## Your objective
Each entry below must be given again word for word, with no pictures.

## Stored data
☆ ☆ ☆ ☆ ☆
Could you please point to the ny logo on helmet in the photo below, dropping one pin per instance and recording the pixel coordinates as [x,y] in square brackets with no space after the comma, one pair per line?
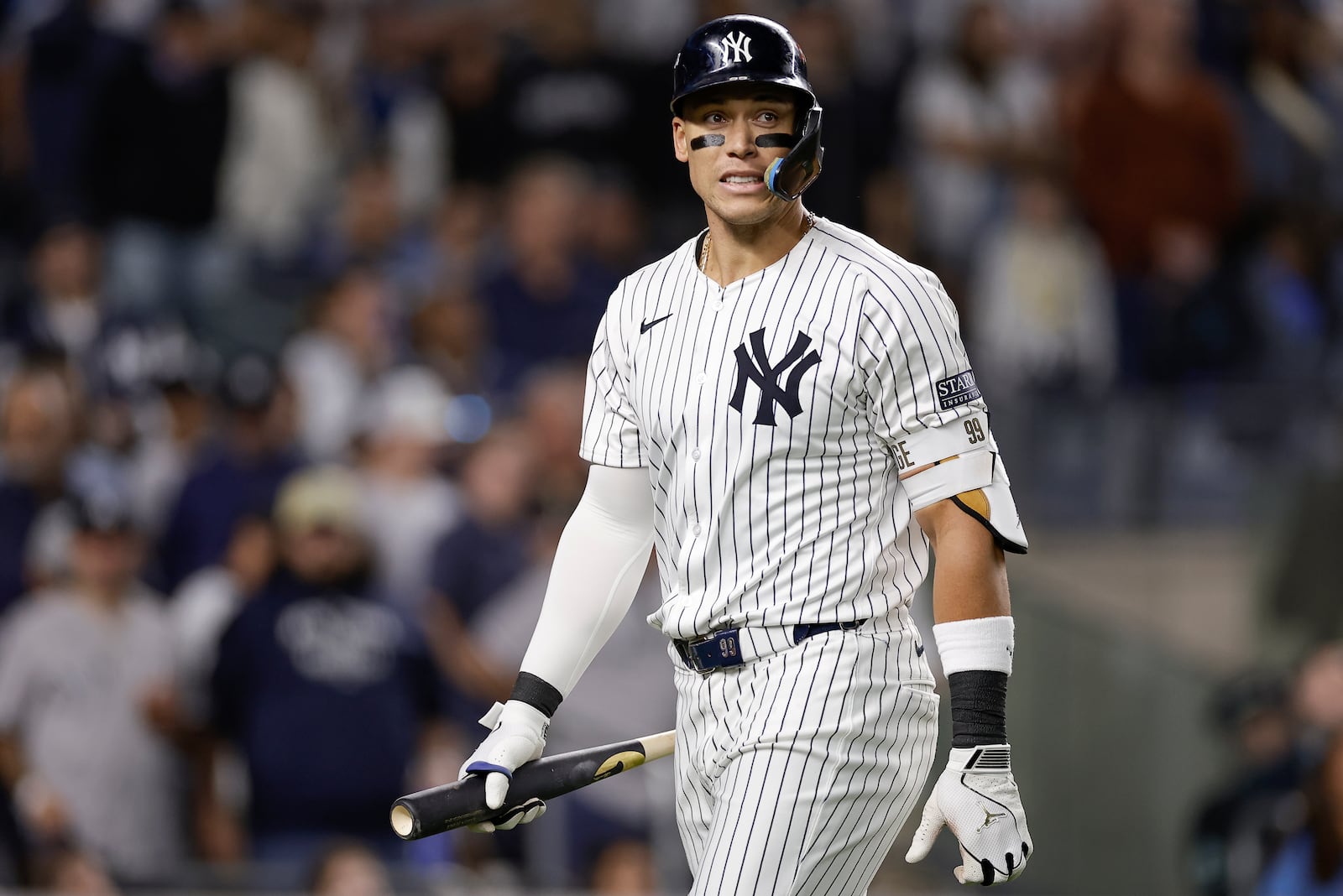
[766,376]
[736,46]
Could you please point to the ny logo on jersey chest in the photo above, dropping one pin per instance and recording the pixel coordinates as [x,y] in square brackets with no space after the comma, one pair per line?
[766,376]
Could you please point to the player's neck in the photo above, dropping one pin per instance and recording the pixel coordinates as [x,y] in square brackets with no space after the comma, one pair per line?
[736,251]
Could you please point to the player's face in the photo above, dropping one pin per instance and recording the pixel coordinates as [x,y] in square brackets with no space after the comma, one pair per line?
[716,134]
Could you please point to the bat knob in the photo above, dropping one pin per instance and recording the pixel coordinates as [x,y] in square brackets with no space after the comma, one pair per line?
[403,822]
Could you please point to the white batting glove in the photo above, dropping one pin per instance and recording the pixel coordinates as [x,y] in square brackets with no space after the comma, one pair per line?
[977,797]
[517,737]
☆ ☆ ☆ ☆ ☆
## Answer below
Could you please point to the ny logo on helmet in the photo below, dropping one pin per instance and recording the pixel coordinates as [x,y] in square brackets with no space after the comma, one pair per line?
[766,376]
[736,46]
Could you please point to the ny logo on jersey chest in the photo above, dropping one pin per instance and recording the pixel coordinates as [x,y] in square brackets with no space after the comma, one pair per line?
[766,376]
Could you please point to the player's neck in the photo above, dropping one pin per instance and recording the pixel coordinates as [x,y] in square brackets with no space after the comma, one pair per line?
[736,251]
Could you please point to the player's face in the photo above, dropping one pin per instance and recording the pixel coordinates as [x,y] in square brackets with no space after the comma, one pair per line?
[716,134]
Could you please point to the bat knob in the photo above, dropping one pin per instance and recording the pixel coordinates as [x,y] in square brackets with no space after the comma, one pair per line?
[403,822]
Could you please point to the white batting glove in the photo above, dropping one pin per instance and recording the pixel coordinates as [x,y] in square brackets with no space after the comma, one pair per line?
[977,797]
[517,737]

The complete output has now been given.